■ Instructions for the task ■
Find each line in the records below that contains the word "hair" and copy those lines out in full.

■ Data listing ■
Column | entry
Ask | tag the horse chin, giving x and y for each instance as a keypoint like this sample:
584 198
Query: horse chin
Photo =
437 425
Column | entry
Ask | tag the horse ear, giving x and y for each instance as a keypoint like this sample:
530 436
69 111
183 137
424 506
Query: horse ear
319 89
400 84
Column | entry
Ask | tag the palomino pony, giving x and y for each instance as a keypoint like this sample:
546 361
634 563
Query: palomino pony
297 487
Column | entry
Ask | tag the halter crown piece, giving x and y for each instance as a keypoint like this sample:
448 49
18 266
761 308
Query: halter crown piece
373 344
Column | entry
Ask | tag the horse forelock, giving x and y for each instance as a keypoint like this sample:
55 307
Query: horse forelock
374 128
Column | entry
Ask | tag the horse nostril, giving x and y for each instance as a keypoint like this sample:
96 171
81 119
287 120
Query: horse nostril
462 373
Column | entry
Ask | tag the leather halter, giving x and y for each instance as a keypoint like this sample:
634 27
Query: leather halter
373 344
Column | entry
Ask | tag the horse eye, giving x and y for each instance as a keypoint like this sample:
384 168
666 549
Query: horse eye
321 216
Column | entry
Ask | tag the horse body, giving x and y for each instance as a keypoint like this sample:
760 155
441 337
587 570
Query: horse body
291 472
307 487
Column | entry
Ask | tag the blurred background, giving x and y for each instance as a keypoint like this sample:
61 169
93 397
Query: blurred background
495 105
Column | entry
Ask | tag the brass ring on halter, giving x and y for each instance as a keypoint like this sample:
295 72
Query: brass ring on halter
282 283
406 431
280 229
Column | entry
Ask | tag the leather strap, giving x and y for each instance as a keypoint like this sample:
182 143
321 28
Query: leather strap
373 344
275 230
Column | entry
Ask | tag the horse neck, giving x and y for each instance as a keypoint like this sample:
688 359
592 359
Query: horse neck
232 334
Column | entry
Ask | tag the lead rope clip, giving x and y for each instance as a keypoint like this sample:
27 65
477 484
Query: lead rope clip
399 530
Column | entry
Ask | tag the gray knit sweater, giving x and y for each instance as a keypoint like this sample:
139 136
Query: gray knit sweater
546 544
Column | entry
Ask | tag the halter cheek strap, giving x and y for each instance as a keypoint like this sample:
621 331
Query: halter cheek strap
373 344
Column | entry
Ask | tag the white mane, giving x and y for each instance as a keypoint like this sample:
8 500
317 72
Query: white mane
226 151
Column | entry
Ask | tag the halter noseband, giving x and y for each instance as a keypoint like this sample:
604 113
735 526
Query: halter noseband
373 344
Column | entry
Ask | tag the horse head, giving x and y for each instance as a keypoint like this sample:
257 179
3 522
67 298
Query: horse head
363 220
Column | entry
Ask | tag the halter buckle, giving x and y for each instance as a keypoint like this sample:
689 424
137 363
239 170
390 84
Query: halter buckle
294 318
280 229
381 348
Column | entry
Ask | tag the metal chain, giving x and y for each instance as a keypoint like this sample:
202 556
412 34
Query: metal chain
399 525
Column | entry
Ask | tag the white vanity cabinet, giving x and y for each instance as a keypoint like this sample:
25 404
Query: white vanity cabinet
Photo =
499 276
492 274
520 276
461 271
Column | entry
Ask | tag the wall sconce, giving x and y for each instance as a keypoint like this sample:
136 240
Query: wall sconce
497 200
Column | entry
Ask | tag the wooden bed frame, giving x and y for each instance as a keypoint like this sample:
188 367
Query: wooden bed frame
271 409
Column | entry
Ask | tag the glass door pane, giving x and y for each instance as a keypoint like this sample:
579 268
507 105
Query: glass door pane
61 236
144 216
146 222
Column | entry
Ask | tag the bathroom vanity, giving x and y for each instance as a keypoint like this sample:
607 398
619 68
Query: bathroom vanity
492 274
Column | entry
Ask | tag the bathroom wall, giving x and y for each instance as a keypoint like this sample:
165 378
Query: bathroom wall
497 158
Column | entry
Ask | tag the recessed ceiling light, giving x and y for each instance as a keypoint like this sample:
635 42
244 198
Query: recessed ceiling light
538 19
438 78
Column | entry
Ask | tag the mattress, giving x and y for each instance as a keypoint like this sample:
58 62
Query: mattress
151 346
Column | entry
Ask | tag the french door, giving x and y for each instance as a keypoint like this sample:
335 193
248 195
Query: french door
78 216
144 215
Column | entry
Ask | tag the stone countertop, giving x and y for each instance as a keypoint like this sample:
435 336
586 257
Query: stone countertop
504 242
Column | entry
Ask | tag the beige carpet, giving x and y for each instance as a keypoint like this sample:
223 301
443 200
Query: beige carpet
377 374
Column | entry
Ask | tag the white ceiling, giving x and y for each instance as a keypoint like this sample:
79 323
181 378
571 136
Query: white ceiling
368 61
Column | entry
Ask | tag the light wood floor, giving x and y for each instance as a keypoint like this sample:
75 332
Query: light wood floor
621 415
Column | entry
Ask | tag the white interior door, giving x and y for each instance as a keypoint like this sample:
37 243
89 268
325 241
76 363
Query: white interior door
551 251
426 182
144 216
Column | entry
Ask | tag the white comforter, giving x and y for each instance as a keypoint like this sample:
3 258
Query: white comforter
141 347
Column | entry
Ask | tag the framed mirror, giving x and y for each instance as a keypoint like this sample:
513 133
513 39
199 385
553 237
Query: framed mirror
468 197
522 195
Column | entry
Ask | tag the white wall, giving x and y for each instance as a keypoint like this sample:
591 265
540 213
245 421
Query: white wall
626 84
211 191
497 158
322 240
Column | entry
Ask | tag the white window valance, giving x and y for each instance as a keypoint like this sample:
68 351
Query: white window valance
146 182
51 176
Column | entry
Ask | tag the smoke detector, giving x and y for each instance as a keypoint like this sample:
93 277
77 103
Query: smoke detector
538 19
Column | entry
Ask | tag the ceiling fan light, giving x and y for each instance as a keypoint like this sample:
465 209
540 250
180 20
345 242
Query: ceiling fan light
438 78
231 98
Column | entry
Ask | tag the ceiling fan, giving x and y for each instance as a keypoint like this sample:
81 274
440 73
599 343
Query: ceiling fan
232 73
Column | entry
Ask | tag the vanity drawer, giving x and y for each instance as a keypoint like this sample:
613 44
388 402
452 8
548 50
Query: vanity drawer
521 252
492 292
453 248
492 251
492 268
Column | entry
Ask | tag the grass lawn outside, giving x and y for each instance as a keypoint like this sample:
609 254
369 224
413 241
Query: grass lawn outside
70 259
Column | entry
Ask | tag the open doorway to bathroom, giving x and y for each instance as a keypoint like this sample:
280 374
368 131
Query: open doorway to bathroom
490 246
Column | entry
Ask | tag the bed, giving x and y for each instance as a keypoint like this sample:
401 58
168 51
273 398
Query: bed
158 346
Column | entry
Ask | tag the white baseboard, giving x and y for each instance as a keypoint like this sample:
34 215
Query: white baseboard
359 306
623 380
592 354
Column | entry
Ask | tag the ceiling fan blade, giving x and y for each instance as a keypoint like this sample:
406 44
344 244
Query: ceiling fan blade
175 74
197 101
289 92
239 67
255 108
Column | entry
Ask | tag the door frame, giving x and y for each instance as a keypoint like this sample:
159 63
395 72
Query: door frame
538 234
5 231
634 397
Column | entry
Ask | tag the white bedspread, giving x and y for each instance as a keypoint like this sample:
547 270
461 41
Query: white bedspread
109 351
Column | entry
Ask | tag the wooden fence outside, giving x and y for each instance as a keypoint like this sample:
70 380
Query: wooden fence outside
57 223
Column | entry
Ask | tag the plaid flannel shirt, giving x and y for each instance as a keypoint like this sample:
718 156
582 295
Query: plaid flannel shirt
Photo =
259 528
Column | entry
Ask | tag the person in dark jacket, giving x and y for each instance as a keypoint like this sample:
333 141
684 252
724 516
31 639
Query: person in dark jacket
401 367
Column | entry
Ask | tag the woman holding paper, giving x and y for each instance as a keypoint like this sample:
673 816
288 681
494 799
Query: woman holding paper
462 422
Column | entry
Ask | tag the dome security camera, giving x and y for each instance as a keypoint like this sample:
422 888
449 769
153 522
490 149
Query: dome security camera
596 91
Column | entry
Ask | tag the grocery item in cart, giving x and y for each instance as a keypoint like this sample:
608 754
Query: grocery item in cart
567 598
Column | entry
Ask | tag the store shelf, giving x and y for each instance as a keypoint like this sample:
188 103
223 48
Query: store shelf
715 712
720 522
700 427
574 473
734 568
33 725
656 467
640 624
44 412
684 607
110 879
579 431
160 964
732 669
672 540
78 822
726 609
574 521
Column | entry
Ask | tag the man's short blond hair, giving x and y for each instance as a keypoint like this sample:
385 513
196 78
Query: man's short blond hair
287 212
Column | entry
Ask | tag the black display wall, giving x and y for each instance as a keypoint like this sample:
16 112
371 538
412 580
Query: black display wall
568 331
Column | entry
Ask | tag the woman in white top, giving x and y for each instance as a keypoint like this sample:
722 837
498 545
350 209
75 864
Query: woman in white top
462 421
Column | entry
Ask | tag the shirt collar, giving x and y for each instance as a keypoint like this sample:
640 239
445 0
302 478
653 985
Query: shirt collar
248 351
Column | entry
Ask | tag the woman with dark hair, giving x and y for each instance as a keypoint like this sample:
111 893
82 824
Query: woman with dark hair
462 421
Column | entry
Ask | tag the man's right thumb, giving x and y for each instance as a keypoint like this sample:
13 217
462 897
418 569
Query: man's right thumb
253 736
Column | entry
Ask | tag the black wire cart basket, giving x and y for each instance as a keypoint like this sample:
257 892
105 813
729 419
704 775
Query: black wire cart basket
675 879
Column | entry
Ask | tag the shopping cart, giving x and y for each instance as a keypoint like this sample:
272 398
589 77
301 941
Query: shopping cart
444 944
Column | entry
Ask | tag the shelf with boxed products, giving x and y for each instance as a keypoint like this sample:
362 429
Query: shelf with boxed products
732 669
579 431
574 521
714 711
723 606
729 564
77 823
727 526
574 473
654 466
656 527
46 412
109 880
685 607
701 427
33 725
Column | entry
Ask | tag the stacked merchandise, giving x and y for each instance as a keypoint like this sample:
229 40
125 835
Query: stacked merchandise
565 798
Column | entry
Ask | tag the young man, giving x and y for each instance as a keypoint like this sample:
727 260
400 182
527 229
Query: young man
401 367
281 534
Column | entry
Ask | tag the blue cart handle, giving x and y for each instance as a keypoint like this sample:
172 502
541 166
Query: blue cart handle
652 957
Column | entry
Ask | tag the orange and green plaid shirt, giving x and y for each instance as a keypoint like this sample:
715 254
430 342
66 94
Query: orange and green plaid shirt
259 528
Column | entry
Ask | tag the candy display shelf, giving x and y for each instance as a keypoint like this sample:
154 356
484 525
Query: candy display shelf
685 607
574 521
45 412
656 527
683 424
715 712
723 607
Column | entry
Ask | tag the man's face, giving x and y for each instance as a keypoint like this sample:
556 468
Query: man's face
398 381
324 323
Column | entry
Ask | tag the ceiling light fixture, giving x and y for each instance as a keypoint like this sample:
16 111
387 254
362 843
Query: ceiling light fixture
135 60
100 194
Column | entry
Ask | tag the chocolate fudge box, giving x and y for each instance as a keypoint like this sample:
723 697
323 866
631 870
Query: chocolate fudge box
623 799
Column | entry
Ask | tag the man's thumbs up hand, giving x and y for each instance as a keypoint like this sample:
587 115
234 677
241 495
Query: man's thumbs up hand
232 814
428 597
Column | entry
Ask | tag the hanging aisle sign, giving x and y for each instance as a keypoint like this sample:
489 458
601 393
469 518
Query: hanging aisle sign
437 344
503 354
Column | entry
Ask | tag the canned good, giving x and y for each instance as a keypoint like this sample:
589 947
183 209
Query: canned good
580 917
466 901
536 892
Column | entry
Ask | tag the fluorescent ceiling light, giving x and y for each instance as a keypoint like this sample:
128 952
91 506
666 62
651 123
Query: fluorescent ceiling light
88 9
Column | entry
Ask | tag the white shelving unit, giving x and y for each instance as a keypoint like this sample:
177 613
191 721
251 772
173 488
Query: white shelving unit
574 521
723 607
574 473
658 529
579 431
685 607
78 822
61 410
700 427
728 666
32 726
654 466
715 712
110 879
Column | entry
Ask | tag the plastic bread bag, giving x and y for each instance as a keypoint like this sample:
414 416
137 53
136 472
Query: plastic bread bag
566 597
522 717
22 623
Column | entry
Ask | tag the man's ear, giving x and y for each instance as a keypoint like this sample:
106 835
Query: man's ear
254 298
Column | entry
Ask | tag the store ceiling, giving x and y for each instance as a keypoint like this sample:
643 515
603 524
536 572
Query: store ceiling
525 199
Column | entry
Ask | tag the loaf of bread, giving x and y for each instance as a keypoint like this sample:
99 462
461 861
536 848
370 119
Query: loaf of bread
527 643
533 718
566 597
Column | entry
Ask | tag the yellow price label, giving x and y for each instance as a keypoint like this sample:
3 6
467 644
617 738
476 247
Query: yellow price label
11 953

■ Answer to this task ■
Ask | tag the man's short blond hair, giving x and y for each instance as a keypoint like this sample:
Query: man's short blond hair
Ask | tag the woman with dark hair, giving x and y for each instance as a keypoint like this sample:
Query: woman with dark hair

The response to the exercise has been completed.